◆ Textauszug ◆
In diesem Sinne erklärt der Ibn Esra den Zusammenhang der Psukim in diesem Kapitel, denn zuvor steht: „חֵלֶב חִטִּים יַשְׂבִּיעֵךְ” – „Mit fetter Ernte wird Er dich sättigen”, womit der Passuk sagen möchte: Im Sommer wirst du eine gute Ernte haben, falls „הַנֹּתֵן שֶׁלֶג כַּצָּמֶר”, wenn im Winter viel Schnee gefallen ist und die Erde wie Wolle bedeckt hat.
Über die Wichtigkeit des Schnees für die Ernte verkünden Chasal:
„Wegen der Sünde der Verweigerung der Teruma- und Ma’asser-Abgaben hält der Himmel den Regen, Tau [und Schnee] zurück…, wie es im Passuk heisst (Ijow 24,19): „Die Trockenheit und Hitze wird das Wasser des Schnees rauben, alles wegen ihrer Sünden“. Wegen der Sünden, die sie im Sommer begingen, als sie sich weigerten, die Abgaben von der Ernte zu entrichten, werden sie im Winter bestraft[5]. Manche erklären die ‘Mida keneged Mida’ (‘quid pro quo’) dieser Strafe damit, dass die Abgabe-Verweigerer nicht so recht an die „Haschgacha Pratit” (g’ttliche Vorsehung über jedem Einzelnen) glauben und daher befürchten, wegen den Abgaben mit weniger Einkommen auskommen zu müssen. Deshalb wird Hkb”H den kommenden Regen und Schnee nur an diejenigen verteilen, die ihren Abgabe-Pflichten nachgekommen sind. Dabei wird die ‘Haschgacha Pratit’ auf äußerst eindrucksvolle Weise demonstriert, indem zwei nebeneinander liegende Felder völlig unterschiedlich bewässert werden![6]
Es ist sehr passend, dass dieses Belohnungs- und Bestrafungssystem gerade mit Regen und Schnee ausgeführt wird, da beide ein prägnantes Symbol für die ‘Haschgacha Pratit’ darstellen: Über den Regen sagen Chasal, dass trotz der Millionen herunterfallenden Tropfen, nie eines das andere berührt![7] Und die besondere Haschgacha beim Schnee ist wie erwähnt aus der Gestalt jeder einzelnen Flocke ersichtlich, von denen keine den anderen gleicht.

◆ Aufgabe a ◆
Führen Sie sämtliche Fußnotenverweise in eckigen Klammern auf, die im Textauszug vorkommen.
Zwischen dem Textauszug und den Zeilen besteht keinerlei inhaltlicher Zusammenhang.

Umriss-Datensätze
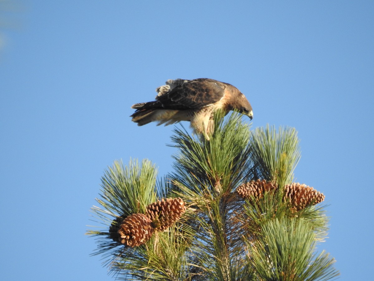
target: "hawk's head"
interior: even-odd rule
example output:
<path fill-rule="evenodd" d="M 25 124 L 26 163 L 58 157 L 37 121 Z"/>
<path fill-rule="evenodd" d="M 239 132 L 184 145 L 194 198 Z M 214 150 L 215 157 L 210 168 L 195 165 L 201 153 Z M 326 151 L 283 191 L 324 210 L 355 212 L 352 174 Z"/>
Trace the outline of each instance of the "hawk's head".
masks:
<path fill-rule="evenodd" d="M 248 116 L 251 120 L 253 118 L 253 112 L 252 111 L 252 107 L 248 101 L 248 100 L 244 94 L 240 93 L 240 107 L 238 109 L 239 112 L 242 114 L 244 114 Z"/>

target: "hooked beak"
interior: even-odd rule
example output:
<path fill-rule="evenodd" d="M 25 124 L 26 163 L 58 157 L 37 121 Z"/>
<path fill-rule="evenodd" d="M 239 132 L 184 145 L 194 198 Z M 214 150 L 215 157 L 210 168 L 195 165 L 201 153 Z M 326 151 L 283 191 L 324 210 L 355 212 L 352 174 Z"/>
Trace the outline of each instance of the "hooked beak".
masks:
<path fill-rule="evenodd" d="M 251 111 L 247 114 L 248 115 L 248 117 L 249 118 L 249 119 L 252 120 L 253 118 L 253 112 L 252 111 Z"/>

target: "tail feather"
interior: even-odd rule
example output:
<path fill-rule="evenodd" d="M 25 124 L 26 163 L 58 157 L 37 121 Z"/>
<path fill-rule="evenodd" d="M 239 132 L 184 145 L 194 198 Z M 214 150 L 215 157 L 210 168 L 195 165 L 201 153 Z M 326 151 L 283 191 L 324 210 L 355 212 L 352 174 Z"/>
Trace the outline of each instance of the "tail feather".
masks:
<path fill-rule="evenodd" d="M 153 121 L 152 116 L 154 115 L 154 109 L 141 109 L 138 110 L 130 116 L 131 121 L 138 123 L 138 126 L 142 126 Z"/>
<path fill-rule="evenodd" d="M 135 103 L 131 106 L 131 108 L 134 108 L 134 109 L 140 109 L 144 106 L 147 103 L 146 102 L 141 102 L 140 103 Z"/>

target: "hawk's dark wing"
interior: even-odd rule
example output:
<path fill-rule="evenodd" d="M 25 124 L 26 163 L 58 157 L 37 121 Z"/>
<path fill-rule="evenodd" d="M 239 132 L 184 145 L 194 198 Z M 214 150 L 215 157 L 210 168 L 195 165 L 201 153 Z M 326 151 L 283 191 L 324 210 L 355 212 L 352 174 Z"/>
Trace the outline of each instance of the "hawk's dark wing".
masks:
<path fill-rule="evenodd" d="M 224 83 L 213 79 L 191 80 L 157 96 L 153 105 L 177 110 L 202 108 L 222 99 L 225 87 Z"/>

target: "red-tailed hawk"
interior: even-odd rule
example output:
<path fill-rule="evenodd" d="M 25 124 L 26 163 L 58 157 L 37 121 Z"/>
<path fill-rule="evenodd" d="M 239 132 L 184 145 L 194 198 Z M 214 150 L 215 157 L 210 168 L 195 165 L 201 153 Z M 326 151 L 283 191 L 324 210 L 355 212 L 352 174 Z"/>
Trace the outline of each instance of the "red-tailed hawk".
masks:
<path fill-rule="evenodd" d="M 207 139 L 213 132 L 214 112 L 221 109 L 227 114 L 236 110 L 253 117 L 252 107 L 245 96 L 232 85 L 213 79 L 169 79 L 156 89 L 156 100 L 136 103 L 130 117 L 138 126 L 152 122 L 165 126 L 180 121 L 190 121 L 196 133 Z"/>

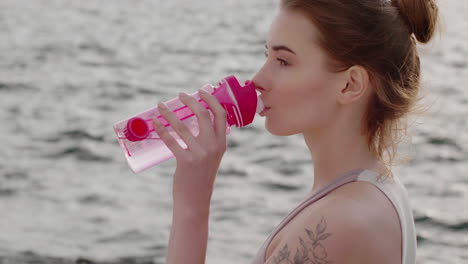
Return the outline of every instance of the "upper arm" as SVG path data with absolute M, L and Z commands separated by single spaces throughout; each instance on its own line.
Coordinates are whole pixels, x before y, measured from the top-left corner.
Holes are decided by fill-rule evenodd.
M 366 217 L 352 201 L 330 203 L 296 217 L 265 263 L 381 263 Z

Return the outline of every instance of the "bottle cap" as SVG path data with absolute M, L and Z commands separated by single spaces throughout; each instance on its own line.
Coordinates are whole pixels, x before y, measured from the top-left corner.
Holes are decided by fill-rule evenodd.
M 257 92 L 255 91 L 255 84 L 251 81 L 246 81 L 244 86 L 241 86 L 239 81 L 233 75 L 224 78 L 224 81 L 229 85 L 233 100 L 233 110 L 238 127 L 246 126 L 252 123 L 255 113 L 257 112 Z M 228 109 L 228 114 L 229 114 Z

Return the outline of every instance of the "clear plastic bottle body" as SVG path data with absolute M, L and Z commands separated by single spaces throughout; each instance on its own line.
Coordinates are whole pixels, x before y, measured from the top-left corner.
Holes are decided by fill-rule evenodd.
M 206 85 L 203 88 L 209 93 L 214 92 L 214 87 Z M 190 94 L 192 97 L 197 99 L 207 109 L 208 105 L 200 99 L 198 92 Z M 193 112 L 184 105 L 178 97 L 173 98 L 165 102 L 165 105 L 172 110 L 182 123 L 191 131 L 192 135 L 197 136 L 199 134 L 199 126 L 197 117 Z M 213 113 L 210 111 L 211 119 L 214 119 Z M 133 117 L 139 117 L 145 122 L 150 129 L 148 137 L 141 141 L 131 141 L 125 134 L 125 129 L 128 120 Z M 155 166 L 161 162 L 169 160 L 174 157 L 171 150 L 165 145 L 162 139 L 160 139 L 158 133 L 154 131 L 152 119 L 158 117 L 163 125 L 166 126 L 169 133 L 177 140 L 179 145 L 184 149 L 187 148 L 185 142 L 178 136 L 170 124 L 160 115 L 157 107 L 148 109 L 140 114 L 134 115 L 133 117 L 117 122 L 114 125 L 114 130 L 119 140 L 119 144 L 125 154 L 125 158 L 133 172 L 138 173 L 149 167 Z M 226 122 L 226 133 L 229 134 L 231 126 Z

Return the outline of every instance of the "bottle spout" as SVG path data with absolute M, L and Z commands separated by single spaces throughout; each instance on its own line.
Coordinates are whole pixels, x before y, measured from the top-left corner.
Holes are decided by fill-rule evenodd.
M 265 108 L 265 106 L 263 105 L 263 101 L 262 101 L 262 98 L 260 98 L 260 96 L 257 97 L 257 110 L 255 112 L 257 112 L 257 114 L 261 113 L 263 111 L 263 109 Z

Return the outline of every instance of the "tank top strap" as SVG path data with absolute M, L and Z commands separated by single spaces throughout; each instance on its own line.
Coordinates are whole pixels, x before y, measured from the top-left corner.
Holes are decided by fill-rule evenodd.
M 294 210 L 292 210 L 285 218 L 283 218 L 283 221 L 281 221 L 281 223 L 270 233 L 266 241 L 263 243 L 259 254 L 256 256 L 253 264 L 265 262 L 266 249 L 270 245 L 275 235 L 278 232 L 280 232 L 281 229 L 283 229 L 297 214 L 304 210 L 304 208 L 311 205 L 315 201 L 320 200 L 322 197 L 324 197 L 334 189 L 344 184 L 356 181 L 363 171 L 364 169 L 354 169 L 348 171 L 347 173 L 335 178 L 332 182 L 325 185 L 323 188 L 306 197 Z
M 335 178 L 332 182 L 325 185 L 318 191 L 312 193 L 310 196 L 306 197 L 294 210 L 292 210 L 278 225 L 276 230 L 272 233 L 273 236 L 277 232 L 279 232 L 285 225 L 287 225 L 297 214 L 299 214 L 302 210 L 304 210 L 307 206 L 311 205 L 312 203 L 320 200 L 331 191 L 335 190 L 336 188 L 345 185 L 350 182 L 357 181 L 359 175 L 364 171 L 364 169 L 354 169 L 348 171 L 347 173 Z

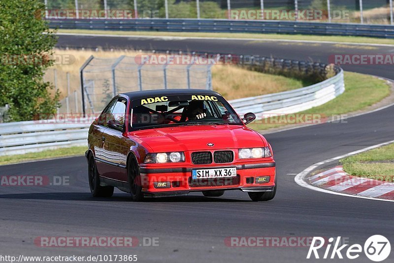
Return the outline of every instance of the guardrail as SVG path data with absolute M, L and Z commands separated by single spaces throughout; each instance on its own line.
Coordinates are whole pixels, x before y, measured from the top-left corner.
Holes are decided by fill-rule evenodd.
M 241 59 L 240 62 L 244 63 Z M 260 58 L 255 66 L 261 71 L 271 68 L 276 72 L 327 74 L 325 64 Z M 335 67 L 336 74 L 309 87 L 279 93 L 229 101 L 240 115 L 248 112 L 262 115 L 281 115 L 299 112 L 322 105 L 345 91 L 343 70 Z M 282 72 L 283 73 L 283 72 Z M 0 156 L 22 154 L 72 146 L 87 147 L 88 131 L 93 120 L 80 119 L 72 123 L 56 123 L 54 120 L 0 123 Z
M 275 20 L 49 19 L 51 28 L 122 31 L 250 33 L 394 38 L 394 26 Z
M 0 124 L 0 156 L 88 145 L 87 121 L 53 123 L 53 120 Z
M 279 93 L 233 99 L 231 106 L 240 115 L 249 112 L 257 119 L 264 115 L 282 115 L 298 112 L 322 105 L 345 91 L 343 70 L 334 77 L 309 87 Z

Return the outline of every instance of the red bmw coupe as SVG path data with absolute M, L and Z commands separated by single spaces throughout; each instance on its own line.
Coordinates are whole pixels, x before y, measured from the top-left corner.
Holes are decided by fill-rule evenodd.
M 201 192 L 241 190 L 267 201 L 277 188 L 275 162 L 264 137 L 249 129 L 219 94 L 171 89 L 114 98 L 89 129 L 85 154 L 94 197 L 114 187 L 134 201 Z

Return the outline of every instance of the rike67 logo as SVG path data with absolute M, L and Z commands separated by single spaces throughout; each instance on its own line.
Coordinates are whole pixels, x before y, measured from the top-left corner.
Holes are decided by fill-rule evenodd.
M 348 259 L 354 260 L 360 256 L 363 248 L 364 253 L 368 259 L 375 262 L 379 262 L 387 259 L 391 252 L 390 241 L 385 237 L 380 235 L 369 237 L 364 243 L 363 248 L 359 244 L 351 246 L 348 244 L 341 245 L 340 242 L 340 236 L 337 237 L 336 239 L 330 237 L 328 240 L 321 237 L 314 237 L 306 258 L 313 259 L 314 257 L 315 259 L 342 259 L 344 256 Z M 325 251 L 324 248 L 321 250 L 319 255 L 318 250 L 323 247 L 325 248 Z M 321 253 L 323 251 L 324 255 L 323 258 L 321 258 Z

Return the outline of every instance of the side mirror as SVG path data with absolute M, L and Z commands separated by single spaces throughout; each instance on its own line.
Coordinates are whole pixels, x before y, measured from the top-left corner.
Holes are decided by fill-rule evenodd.
M 252 112 L 245 113 L 242 118 L 242 121 L 245 125 L 248 124 L 256 120 L 256 115 Z
M 107 126 L 110 128 L 114 129 L 121 132 L 123 131 L 123 126 L 114 122 L 113 120 L 110 120 L 107 121 Z

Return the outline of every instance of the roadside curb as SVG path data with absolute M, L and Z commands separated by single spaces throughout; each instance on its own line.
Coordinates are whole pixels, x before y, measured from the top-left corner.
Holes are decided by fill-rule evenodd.
M 336 166 L 305 178 L 309 184 L 328 190 L 363 197 L 394 200 L 394 183 L 350 175 Z

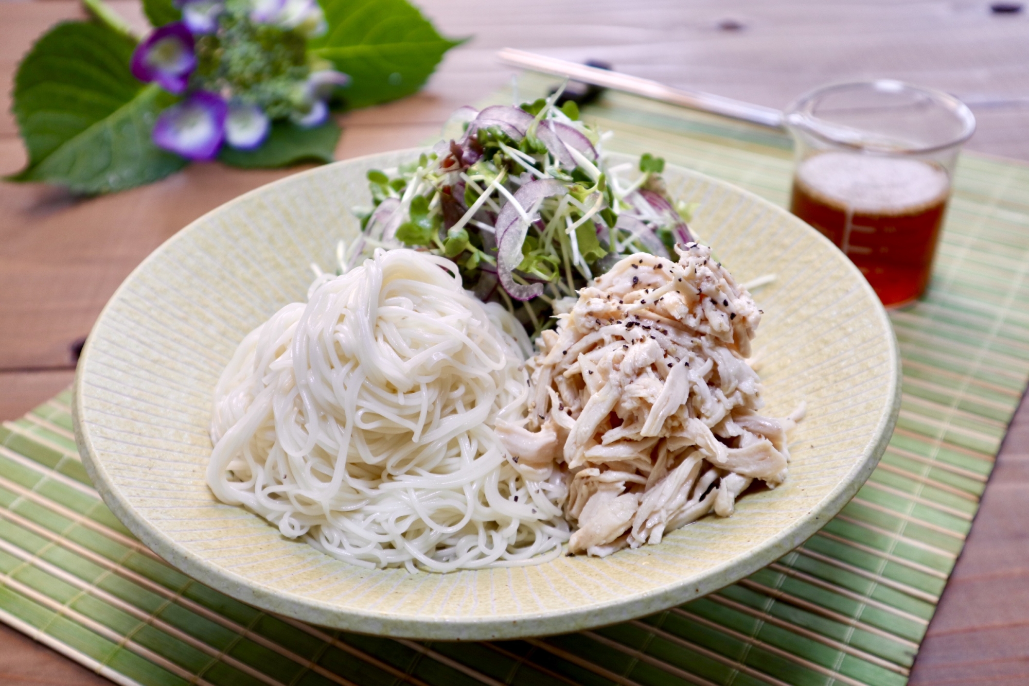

◆ Aufgabe b ◆
Schreiben Sie die Umriss-Zeilen vom Anfang bis einschließlich der Zeile mit „248 116 L 251“ als nummerierte Liste um, ohne Leerzeilen. Bilder sind in der Antwort wegzulassen.

◆ Ausgabe a ◆
[5], [6], [7]

◆ Ausgabe b ◆
1. target: "hawk's head"
2. interior: even-odd rule
3. example output:
4. <path fill-rule="evenodd" d="M 25 124 L 26 163 L 58 157 L 37 121 Z"/>
5. <path fill-rule="evenodd" d="M 239 132 L 184 145 L 194 198 Z M 214 150 L 215 157 L 210 168 L 195 165 L 201 153 Z M 326 151 L 283 191 L 324 210 L 355 212 L 352 174 Z"/>
6. Trace the outline of each instance of the "hawk's head".
7. masks:
8. <path fill-rule="evenodd" d="M 248 116 L 251 120 L 253 118 L 253 112 L 252 111 L 252 107 L 248 101 L 248 100 L 244 94 L 240 93 L 240 107 L 238 109 L 239 112 L 242 114 L 244 114 Z"/>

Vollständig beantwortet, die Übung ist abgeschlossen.